- What is being asked -
Please print each record exactly, omitting none of them.

- Data provided -
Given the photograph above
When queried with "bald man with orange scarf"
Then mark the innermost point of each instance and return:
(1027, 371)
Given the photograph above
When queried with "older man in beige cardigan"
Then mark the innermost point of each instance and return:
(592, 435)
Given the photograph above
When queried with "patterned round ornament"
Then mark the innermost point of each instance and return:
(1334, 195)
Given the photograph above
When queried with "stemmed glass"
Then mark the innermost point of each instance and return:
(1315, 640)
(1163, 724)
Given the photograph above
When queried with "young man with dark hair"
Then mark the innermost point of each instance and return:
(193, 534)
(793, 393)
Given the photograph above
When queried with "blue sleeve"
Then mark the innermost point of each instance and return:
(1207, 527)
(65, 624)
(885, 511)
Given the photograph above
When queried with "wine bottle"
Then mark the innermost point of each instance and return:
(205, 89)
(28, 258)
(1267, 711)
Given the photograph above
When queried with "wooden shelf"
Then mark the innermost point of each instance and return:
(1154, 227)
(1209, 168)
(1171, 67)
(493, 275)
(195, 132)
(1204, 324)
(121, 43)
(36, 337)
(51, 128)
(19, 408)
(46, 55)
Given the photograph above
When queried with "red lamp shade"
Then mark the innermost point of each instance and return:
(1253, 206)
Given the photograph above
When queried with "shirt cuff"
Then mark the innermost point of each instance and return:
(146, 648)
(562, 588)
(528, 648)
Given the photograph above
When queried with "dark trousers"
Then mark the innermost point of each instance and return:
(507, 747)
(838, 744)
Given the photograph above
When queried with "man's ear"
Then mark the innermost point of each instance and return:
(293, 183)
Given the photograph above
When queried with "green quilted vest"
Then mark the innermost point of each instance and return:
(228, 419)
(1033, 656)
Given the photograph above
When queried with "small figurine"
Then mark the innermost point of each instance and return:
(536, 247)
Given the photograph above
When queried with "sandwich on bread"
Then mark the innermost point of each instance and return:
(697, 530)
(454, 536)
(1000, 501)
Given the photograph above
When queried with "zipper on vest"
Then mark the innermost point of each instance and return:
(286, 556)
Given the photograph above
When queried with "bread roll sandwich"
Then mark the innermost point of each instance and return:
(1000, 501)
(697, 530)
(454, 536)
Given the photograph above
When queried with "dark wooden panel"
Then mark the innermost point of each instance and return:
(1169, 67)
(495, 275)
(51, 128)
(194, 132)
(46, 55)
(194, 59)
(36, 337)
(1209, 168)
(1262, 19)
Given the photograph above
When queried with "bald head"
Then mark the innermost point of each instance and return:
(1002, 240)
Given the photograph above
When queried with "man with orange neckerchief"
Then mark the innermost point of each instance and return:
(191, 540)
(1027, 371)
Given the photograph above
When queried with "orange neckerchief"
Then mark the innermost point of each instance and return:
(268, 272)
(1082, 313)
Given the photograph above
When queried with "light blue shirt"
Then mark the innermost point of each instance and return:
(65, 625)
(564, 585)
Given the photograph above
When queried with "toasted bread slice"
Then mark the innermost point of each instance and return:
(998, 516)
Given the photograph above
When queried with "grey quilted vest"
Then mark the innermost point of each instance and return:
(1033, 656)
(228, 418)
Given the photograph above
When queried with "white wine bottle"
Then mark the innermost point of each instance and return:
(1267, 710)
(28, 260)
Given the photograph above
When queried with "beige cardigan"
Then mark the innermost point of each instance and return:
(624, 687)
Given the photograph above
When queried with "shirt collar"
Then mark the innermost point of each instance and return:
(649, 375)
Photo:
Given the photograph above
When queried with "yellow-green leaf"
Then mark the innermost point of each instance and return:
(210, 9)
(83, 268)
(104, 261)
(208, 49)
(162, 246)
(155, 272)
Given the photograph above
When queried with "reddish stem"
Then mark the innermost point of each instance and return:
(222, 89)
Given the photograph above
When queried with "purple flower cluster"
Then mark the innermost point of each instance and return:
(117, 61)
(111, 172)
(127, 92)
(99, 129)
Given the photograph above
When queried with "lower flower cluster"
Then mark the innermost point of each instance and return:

- Response to the task -
Given the photograph above
When queried with "bald man with orange scarf"
Then mark the innermost point of each instance and return:
(1027, 371)
Given the photograph above
When queried with "older man in beige cardigan"
Then mark the innermost point of each instance and return:
(592, 435)
Given the photograph above
When queried with "patterned round ornament"
Then mark the innermost point of each instance and return:
(1334, 195)
Given the photograph above
When queried with "stemmed glass"
Then mark the innermost point of each instance and return:
(1315, 640)
(1163, 724)
Given the photograph above
When queried with "young man with dark hair"
Then mark the innermost point of each instance and return:
(193, 534)
(793, 393)
Given the photograph above
When queried with "blue sleeve"
Then mark the innermost point of each instance and return:
(1207, 527)
(65, 624)
(885, 511)
Given the photograph above
When queried with "wine bottle"
Then mark the innermost point of each instance and return:
(205, 89)
(28, 258)
(1267, 711)
Given the photograph above
When queried with "wooden shelf"
Then mark the innermost point of each instance and return:
(1154, 227)
(1209, 168)
(1171, 67)
(493, 275)
(195, 132)
(1204, 324)
(121, 43)
(36, 337)
(51, 128)
(19, 408)
(46, 55)
Given the photograph above
When queried with "red lamp shade"
Then mark the innermost point of each instance and return:
(1253, 206)
Given the photograph above
When queried with "shirt cuff"
Then mark the innermost point of each instance and return:
(146, 648)
(562, 588)
(528, 648)
Given the photograph above
When queried with "dark trousers"
Then mark the innermost point of each instance and return:
(507, 747)
(838, 744)
Given the photograph above
When queried with "man's ear"
Then mark the innermost point of each instance and return:
(293, 183)
Given the photograph above
When queried with "green quilted vest"
Then mark the innermost point of each instance and return:
(228, 419)
(1033, 656)
Given the photograph above
When queried with "small figurine"
Then mark the innermost point of each instance and return:
(536, 247)
Given the photograph above
When queried with "sandwich on bread"
Then mark the innermost point of each instance and return:
(697, 530)
(454, 536)
(1000, 501)
Given the photograph above
When queried with "zipper on vest"
Then mark the innermost point of each instance and return:
(286, 556)
Given the photograph above
When queried with "bread roll sandwich"
Then mark the innermost point of each instance and return:
(1000, 501)
(697, 530)
(454, 536)
Given the photograph above
When queried with "dark wooden panel"
Then mark the innermost point of each instance and return:
(1169, 67)
(495, 275)
(51, 128)
(194, 132)
(46, 55)
(194, 59)
(36, 337)
(1209, 168)
(1262, 19)
Given the photograph above
When queried with "bald head"
Then mark the innermost point of each instance and return:
(1002, 240)
Given the photograph above
When queried with "man with orange neckerchief"
Then mark the innermost point of each instance and return:
(191, 540)
(1027, 371)
Given the photograph above
When queried with "orange neckerchief"
Then mark the innermost point of each instance and return:
(268, 272)
(1082, 313)
Given the photograph above
When queried with "light blue shirt"
Then mark the innermost point of each instance and return:
(65, 625)
(564, 585)
Given the photograph above
When queried with "toasted bread slice"
Then mark the innermost point of each instance and return:
(998, 516)
Given the photograph above
When queried with "grey quilted vest"
Then mark the innermost point of each instance and return:
(1033, 656)
(228, 418)
Given the photograph above
When queried with "white wine bottle"
Then mark the innermost point of each instance and return:
(1267, 710)
(28, 260)
Given the photograph above
When queried with "beige cardigan"
Then mark the innermost point of each instance and return:
(624, 687)
Given the photograph above
When queried with "shirt collar"
Then mark the innermost point of each instance and return:
(649, 375)
Photo:
Given the photograph above
When queried with "yellow-green leaf"
Then mark the innermost point of each instance and return:
(210, 9)
(83, 268)
(104, 261)
(208, 49)
(162, 246)
(155, 272)
Given the photograph above
When queried with "reddish stem"
Then mark the innermost point of each instance and return:
(222, 89)
Given the photograph above
When queried with "purple flower cluster"
Then mark the innermost point of each instance and return:
(117, 61)
(111, 172)
(127, 92)
(99, 129)
Given the photograph above
When queried with "lower flower cluster"
Then mark the innermost point of each instance and return:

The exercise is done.